▶ **Work instructions**
[A] According to the text on 5q deletion, which two commonly deleted regions were reported to be minimally necessary for the phenotype?
[B] Return the stretch of the text on 5q deletion from "Myelodysplastic syndrome with isolated del(5q) demonstrates" through "chromosome 7 [8].".
[C] List the hallmark features that the text on 5q deletion attributes to myelodysplastic syndrome with isolated del(5q).

--- Text excerpt ---

Deletion of chromosome 5q is one of the common genetic abnormalities identified in myeloid neoplasms, especially in myelodysplastic syndrome and acute myeloid leukemia. Based on studies performed mainly on patients with myelodysplastic syndrome, two commonly deleted regions at 5q31 and 5q33 were reported to be minimally necessary for the phenotype; both commonly deleted regions were deleted in most patients with myelodysplastic syndrome with del(5q) [1, 2]. While 5q deletions in myelodysplastic syndrome are often present with additional cytogenetic abnormalities or even in the setting of a complex karyotype [3], myelodysplastic syndrome with isolated del(5q) is a well-recognized entity which demonstrates a relatively favorable prognosis and hallmark features such as macrocytic anemia, variable degree of thrombocytosis, and the presence of hypolobated megakaryocytes [4]. Prior studies have suggested the haploinsufficiency of genes in the commonly deleted regions within the 5q region (such as RPS14 and mir145) play an important role in the pathogenesis of myelodysplastic syndrome with del(5q) [5]. For example, through RNA interference screening, the RPS14 gene has been implicated to block erythroid differentiation [6], while mouse studies demonstrated increased expression of tumor necrosis factor-associated factor-6 (TRAF6), one of the targets of mir145, caused thrombocytosis and the presence of hypolobated megakaryocytes [7].

Myelodysplastic syndrome with isolated del(5q) demonstrates a certain degree of genetic and phenotypic heterogeneity. Recent data have suggested that a single additional cytogenetic abnormality (with the exception of del(7q)/monosomy 7) in cases of myelodysplastic syndrome with del(5q) do not appear to be associated with adverse outcomes [3]. Based on these findings, the entity of myelodysplastic syndrome with isolated del(5q) in the revised 2017 World Health Organization classification now includes cases with one additional cytogenetic abnormality other than del(5q) in the entity, as long as that abnormality does not involve chromosome 7 [8].

--- Data excerpts ---

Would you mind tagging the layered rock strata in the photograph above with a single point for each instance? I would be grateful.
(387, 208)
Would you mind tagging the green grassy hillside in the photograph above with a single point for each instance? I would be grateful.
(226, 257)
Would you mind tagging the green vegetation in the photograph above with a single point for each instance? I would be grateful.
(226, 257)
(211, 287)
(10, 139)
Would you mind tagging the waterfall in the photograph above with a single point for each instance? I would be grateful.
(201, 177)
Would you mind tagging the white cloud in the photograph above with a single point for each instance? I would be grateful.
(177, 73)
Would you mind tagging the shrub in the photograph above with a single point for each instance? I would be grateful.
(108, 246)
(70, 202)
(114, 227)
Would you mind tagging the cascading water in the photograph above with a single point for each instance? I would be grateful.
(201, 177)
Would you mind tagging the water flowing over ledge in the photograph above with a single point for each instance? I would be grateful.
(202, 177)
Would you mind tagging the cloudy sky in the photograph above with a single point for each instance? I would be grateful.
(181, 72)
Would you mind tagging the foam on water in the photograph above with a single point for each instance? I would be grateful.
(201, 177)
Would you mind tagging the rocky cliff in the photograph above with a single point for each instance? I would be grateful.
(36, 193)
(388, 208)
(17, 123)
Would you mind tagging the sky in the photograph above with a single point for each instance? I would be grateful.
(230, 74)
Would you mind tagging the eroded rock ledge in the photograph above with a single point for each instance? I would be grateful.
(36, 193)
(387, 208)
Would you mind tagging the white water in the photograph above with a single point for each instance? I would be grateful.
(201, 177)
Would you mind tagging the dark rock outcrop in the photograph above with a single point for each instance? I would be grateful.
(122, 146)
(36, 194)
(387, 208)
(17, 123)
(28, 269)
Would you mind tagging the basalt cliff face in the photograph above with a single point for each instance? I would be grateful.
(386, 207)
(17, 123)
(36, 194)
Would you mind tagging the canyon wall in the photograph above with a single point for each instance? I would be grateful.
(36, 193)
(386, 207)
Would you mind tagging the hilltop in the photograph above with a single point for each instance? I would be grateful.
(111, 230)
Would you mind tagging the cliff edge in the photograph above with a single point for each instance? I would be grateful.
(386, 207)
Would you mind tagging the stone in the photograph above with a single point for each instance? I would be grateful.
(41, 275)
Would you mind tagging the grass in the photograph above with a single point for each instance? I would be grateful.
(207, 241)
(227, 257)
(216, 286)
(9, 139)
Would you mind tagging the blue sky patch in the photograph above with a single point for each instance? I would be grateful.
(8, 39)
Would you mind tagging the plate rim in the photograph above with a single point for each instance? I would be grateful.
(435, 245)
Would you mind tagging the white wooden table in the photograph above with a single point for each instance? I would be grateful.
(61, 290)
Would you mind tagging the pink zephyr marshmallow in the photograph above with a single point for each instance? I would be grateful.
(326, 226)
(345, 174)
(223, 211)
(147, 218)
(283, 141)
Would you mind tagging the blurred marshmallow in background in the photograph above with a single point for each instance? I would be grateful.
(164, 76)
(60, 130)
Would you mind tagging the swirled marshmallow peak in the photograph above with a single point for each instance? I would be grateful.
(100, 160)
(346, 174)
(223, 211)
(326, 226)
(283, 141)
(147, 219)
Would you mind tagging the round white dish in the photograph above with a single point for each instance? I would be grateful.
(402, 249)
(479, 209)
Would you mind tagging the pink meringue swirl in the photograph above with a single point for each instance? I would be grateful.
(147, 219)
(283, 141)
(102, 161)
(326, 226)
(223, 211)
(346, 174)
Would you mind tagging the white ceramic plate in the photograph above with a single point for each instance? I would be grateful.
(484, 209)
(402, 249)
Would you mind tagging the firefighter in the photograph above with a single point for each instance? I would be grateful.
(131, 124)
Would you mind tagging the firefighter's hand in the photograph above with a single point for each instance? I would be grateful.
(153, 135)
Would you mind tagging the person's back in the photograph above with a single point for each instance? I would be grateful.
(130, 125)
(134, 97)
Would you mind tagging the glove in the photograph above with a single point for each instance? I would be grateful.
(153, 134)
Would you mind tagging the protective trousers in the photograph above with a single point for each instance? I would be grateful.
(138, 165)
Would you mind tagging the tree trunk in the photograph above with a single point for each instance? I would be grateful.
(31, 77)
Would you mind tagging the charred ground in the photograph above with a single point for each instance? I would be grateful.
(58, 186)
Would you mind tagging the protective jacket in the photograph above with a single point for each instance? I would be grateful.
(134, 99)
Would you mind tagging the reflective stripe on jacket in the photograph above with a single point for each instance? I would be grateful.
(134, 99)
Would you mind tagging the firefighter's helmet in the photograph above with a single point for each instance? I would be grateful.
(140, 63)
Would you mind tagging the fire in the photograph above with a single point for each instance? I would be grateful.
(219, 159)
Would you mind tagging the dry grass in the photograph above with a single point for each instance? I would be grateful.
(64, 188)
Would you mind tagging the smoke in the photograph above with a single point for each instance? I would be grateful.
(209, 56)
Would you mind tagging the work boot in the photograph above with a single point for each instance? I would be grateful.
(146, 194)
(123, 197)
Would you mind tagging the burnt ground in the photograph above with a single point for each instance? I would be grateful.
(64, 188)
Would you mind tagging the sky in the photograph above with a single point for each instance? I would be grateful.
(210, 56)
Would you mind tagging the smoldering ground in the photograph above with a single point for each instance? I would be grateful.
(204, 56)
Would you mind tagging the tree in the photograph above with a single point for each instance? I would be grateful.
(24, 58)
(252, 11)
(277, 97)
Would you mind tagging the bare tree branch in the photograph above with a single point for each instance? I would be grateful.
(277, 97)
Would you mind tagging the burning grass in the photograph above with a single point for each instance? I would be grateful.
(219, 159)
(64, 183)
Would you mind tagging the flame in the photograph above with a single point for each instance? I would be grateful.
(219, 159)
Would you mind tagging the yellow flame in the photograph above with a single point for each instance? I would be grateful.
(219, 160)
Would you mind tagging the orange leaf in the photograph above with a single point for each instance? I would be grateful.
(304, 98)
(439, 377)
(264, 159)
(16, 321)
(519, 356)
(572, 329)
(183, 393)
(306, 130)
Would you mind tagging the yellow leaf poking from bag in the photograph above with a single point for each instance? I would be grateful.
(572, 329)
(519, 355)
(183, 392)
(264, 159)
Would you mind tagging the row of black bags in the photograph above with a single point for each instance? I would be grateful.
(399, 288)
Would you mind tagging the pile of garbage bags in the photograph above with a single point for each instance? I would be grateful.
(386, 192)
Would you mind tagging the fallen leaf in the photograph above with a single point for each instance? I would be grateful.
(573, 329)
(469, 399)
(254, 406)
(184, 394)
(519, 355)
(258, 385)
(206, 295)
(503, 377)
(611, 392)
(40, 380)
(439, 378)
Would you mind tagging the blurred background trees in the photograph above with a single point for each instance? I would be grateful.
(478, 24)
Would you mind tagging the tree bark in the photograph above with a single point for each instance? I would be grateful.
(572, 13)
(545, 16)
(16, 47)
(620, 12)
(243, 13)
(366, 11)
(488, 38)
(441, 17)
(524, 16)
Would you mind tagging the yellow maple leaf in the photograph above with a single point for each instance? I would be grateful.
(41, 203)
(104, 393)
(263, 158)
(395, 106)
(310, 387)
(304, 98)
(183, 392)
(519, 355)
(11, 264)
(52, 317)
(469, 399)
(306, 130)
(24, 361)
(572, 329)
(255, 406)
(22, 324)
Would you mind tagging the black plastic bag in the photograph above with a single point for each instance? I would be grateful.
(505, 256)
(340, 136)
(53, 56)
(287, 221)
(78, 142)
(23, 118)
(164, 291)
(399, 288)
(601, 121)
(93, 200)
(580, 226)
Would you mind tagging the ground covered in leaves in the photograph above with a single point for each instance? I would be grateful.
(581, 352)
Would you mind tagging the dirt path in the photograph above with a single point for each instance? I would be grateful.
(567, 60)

---

▶ **Task-by-task outputs**
[A] 5q31 and 5q33

[B]
Myelodysplastic syndrome with isolated del(5q) demonstrates a certain degree of genetic and phenotypic heterogeneity. Recent data have suggested that a single additional cytogenetic abnormality (with the exception of del(7q)/monosomy 7) in cases of myelodysplastic syndrome with del(5q) do not appear to be associated with adverse outcomes [3]. Based on these findings, the entity of myelodysplastic syndrome with isolated del(5q) in the revised 2017 World Health Organization classification now includes cases with one additional cytogenetic abnormality other than del(5q) in the entity, as long as that abnormality does not involve chromosome 7 [8].

[C]
- macrocytic anemia
- variable degree of thrombocytosis
- the presence of hypolobated megakaryocytes